* **Task to complete**
State how many lines below contain the string "arched", matching case exactly. Give only the number.

(Data entries)
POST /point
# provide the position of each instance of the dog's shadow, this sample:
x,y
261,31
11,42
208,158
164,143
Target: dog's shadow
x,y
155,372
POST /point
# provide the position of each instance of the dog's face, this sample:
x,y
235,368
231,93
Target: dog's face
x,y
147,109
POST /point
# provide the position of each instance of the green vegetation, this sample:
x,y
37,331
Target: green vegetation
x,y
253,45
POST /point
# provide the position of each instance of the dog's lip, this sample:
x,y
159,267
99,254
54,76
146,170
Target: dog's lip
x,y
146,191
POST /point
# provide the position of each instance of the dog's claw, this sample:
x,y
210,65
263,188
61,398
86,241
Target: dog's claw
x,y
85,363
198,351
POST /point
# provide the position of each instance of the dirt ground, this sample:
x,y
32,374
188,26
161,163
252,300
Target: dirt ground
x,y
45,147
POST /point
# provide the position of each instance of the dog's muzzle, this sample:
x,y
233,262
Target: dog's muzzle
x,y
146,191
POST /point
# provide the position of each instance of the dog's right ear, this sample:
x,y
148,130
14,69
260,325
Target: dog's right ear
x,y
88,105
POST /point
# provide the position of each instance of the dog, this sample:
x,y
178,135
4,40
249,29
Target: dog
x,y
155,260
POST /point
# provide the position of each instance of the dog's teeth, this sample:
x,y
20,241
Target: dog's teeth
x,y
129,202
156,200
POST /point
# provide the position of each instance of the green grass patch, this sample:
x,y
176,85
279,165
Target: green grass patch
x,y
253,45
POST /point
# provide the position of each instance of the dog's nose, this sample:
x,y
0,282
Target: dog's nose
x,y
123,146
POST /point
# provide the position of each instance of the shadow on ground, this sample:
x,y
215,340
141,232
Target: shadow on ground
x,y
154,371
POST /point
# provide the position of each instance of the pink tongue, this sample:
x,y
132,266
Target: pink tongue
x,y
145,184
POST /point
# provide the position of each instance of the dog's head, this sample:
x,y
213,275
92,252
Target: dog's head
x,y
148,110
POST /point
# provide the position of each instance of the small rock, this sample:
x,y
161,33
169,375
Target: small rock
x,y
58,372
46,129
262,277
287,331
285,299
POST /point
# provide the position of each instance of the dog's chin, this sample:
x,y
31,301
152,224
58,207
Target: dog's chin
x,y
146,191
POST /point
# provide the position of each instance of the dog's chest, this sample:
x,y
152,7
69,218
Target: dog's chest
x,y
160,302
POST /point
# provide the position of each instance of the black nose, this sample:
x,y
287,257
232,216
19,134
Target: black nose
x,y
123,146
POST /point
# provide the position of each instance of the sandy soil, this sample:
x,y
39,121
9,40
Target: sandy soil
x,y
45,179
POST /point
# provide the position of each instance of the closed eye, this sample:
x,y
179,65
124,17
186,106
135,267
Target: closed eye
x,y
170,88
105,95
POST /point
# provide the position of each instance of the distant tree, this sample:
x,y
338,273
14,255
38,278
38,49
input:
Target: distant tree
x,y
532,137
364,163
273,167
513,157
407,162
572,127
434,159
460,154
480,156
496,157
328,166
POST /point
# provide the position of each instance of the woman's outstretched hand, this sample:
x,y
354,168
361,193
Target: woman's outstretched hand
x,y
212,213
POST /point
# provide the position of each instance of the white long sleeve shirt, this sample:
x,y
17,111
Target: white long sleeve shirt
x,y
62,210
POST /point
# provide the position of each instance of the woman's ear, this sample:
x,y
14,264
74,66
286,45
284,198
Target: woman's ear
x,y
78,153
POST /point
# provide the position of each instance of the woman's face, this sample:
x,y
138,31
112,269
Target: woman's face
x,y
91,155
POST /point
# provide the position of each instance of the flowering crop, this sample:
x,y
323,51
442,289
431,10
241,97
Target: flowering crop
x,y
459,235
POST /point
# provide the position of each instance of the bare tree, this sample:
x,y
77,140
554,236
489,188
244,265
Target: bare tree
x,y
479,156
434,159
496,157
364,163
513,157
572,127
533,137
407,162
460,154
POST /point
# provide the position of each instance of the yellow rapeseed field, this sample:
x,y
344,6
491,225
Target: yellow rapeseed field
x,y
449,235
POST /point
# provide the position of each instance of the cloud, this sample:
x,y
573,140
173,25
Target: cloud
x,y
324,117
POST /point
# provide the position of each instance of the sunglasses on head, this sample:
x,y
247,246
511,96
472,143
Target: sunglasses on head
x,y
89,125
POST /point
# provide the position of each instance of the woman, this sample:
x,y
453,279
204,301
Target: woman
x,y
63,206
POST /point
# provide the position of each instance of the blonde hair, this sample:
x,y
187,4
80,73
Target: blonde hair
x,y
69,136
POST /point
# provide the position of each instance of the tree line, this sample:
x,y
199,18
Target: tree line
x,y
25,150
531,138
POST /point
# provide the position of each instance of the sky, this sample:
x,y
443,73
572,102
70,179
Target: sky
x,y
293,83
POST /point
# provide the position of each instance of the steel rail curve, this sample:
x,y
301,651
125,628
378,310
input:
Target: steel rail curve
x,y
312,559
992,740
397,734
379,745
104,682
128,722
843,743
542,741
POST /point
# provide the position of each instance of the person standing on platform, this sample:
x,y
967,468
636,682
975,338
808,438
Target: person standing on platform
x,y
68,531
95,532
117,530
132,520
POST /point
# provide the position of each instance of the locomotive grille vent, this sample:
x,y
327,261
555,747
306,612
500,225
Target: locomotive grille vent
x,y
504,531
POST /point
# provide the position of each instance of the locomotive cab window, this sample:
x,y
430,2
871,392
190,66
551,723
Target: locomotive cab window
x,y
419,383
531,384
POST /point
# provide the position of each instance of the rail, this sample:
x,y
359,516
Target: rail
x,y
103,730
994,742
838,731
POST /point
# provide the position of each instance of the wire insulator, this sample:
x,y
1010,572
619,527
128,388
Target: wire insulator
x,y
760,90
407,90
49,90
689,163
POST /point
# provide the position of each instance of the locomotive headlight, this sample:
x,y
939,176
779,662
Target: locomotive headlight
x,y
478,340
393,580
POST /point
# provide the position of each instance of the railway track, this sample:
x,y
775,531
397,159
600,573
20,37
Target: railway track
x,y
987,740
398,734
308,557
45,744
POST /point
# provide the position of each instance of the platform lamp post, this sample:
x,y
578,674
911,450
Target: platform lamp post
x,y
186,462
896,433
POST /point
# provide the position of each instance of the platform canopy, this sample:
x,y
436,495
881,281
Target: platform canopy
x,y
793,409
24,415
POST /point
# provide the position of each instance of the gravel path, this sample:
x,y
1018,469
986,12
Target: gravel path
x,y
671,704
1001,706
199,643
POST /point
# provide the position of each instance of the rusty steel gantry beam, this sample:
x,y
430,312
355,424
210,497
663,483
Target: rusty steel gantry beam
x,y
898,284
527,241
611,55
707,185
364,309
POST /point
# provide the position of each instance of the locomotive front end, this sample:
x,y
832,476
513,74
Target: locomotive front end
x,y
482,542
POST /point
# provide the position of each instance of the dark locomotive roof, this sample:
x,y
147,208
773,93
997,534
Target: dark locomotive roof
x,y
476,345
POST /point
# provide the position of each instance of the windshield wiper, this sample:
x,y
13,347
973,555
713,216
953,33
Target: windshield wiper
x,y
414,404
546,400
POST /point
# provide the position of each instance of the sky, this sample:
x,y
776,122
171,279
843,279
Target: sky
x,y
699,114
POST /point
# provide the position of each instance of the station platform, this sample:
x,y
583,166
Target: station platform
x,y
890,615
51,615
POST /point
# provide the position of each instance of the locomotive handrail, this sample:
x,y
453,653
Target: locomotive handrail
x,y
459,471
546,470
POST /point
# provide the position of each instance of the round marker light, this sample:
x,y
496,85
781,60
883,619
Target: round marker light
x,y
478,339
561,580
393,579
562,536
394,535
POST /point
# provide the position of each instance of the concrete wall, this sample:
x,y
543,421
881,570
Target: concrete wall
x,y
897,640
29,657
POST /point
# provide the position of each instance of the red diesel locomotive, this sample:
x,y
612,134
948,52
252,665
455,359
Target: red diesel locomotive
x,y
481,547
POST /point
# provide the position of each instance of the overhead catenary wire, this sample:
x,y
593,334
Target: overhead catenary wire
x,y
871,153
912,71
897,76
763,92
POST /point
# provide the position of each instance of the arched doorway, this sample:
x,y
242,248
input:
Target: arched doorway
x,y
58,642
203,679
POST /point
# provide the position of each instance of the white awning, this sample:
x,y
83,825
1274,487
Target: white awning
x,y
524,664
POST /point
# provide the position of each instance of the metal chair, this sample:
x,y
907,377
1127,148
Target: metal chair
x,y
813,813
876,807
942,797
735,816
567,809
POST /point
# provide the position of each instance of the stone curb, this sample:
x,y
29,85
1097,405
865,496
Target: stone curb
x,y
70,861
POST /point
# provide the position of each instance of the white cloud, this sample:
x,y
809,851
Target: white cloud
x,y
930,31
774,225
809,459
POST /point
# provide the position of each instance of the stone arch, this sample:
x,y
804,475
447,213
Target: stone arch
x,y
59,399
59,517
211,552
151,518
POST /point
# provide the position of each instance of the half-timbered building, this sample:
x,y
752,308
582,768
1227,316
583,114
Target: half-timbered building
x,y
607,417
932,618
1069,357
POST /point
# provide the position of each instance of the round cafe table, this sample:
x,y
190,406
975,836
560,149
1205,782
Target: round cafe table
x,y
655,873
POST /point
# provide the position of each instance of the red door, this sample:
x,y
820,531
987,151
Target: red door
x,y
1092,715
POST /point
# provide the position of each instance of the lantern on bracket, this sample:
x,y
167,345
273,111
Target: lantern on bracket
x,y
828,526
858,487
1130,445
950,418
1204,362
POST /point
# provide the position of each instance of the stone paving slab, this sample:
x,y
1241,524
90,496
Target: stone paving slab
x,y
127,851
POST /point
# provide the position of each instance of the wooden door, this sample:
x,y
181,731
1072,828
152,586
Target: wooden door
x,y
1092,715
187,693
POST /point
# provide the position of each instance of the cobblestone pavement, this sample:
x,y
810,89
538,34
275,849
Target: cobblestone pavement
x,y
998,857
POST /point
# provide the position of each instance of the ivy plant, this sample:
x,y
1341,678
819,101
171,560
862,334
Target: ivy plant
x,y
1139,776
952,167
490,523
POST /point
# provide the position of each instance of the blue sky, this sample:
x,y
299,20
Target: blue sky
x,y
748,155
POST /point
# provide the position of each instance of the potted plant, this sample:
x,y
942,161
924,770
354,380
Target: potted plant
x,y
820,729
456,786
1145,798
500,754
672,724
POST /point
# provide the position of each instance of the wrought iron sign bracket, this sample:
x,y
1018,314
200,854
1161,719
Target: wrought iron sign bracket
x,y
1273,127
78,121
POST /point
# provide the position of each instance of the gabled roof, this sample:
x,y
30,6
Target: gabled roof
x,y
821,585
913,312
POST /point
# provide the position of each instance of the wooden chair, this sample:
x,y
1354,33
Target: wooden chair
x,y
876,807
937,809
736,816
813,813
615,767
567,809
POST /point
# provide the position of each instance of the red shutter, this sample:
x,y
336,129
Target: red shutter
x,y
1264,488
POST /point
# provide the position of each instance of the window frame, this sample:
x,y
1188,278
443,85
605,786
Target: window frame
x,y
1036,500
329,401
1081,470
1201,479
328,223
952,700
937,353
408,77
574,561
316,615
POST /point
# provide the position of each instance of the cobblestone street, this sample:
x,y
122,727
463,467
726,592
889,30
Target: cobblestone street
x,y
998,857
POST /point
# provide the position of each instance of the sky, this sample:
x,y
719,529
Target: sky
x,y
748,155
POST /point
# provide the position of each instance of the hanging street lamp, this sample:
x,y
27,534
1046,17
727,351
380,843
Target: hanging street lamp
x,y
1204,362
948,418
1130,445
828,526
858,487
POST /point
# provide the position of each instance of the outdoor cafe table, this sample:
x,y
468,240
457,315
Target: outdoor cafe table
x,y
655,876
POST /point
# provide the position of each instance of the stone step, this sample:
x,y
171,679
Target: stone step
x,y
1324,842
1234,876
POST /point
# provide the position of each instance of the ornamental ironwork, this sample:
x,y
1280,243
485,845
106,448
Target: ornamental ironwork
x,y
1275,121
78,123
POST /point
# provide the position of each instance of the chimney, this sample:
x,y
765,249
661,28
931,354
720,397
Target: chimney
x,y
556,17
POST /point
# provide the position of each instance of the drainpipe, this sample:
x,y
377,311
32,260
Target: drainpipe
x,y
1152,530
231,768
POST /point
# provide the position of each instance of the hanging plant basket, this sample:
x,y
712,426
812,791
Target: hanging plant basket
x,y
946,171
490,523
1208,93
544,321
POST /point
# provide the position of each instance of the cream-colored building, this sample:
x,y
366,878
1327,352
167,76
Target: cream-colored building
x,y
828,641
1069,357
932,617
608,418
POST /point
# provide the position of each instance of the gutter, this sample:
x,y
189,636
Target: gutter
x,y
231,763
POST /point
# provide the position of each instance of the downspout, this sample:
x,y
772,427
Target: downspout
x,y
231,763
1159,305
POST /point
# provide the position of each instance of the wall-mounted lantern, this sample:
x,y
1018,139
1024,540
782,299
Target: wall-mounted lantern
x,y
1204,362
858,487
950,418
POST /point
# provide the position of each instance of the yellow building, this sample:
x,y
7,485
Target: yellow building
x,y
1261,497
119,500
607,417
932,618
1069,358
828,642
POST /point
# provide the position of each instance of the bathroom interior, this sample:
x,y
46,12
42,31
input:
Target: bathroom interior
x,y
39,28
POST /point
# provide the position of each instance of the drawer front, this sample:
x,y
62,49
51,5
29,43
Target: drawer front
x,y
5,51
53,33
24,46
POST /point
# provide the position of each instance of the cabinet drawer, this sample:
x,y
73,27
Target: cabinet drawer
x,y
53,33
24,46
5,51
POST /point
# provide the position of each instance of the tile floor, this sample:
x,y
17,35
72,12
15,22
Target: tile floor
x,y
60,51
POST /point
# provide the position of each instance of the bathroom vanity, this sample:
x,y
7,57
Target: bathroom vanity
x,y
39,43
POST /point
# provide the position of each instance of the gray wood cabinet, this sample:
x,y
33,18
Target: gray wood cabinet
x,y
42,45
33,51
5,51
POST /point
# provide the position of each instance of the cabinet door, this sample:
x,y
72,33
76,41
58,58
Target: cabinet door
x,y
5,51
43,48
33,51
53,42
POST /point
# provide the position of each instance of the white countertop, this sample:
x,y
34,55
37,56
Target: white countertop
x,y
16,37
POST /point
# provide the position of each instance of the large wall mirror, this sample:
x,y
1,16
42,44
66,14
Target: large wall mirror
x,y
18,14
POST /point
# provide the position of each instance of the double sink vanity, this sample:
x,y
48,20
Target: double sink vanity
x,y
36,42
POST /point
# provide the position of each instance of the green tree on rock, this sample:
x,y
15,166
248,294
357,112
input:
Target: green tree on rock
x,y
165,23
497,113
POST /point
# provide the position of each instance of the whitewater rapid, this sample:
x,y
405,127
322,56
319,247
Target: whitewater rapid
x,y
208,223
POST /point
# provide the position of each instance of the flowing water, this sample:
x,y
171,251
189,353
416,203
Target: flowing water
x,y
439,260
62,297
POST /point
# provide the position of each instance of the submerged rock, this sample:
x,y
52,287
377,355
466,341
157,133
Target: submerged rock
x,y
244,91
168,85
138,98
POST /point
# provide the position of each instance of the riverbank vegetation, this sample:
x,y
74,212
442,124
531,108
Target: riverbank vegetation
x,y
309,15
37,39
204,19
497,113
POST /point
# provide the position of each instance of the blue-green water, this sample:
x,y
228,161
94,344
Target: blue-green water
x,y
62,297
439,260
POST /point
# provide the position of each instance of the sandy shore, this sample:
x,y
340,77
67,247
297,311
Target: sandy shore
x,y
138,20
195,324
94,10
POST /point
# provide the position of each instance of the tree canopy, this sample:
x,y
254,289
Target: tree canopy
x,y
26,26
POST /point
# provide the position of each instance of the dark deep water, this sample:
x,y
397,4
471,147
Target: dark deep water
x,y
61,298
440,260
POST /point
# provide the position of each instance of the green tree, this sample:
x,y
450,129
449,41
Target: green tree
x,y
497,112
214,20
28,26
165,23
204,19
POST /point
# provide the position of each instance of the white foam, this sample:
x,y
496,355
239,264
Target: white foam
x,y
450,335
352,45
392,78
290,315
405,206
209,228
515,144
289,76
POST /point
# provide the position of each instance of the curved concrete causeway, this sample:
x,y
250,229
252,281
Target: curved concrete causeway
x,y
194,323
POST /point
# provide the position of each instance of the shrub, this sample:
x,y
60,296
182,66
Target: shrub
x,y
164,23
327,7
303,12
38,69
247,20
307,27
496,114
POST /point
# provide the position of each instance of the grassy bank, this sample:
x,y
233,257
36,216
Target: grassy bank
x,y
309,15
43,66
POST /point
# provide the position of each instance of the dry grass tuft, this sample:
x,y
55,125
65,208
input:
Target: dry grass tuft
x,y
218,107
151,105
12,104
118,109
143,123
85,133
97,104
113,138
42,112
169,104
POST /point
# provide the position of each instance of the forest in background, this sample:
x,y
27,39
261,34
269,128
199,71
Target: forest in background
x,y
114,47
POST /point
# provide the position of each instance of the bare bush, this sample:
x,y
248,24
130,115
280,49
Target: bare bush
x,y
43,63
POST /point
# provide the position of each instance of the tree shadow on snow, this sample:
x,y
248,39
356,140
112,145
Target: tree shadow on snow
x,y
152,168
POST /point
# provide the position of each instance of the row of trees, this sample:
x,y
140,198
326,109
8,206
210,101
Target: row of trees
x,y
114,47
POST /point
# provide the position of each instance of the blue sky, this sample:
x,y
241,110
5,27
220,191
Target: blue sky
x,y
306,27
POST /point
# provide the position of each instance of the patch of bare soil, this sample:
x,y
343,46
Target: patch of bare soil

* **Worked solution**
2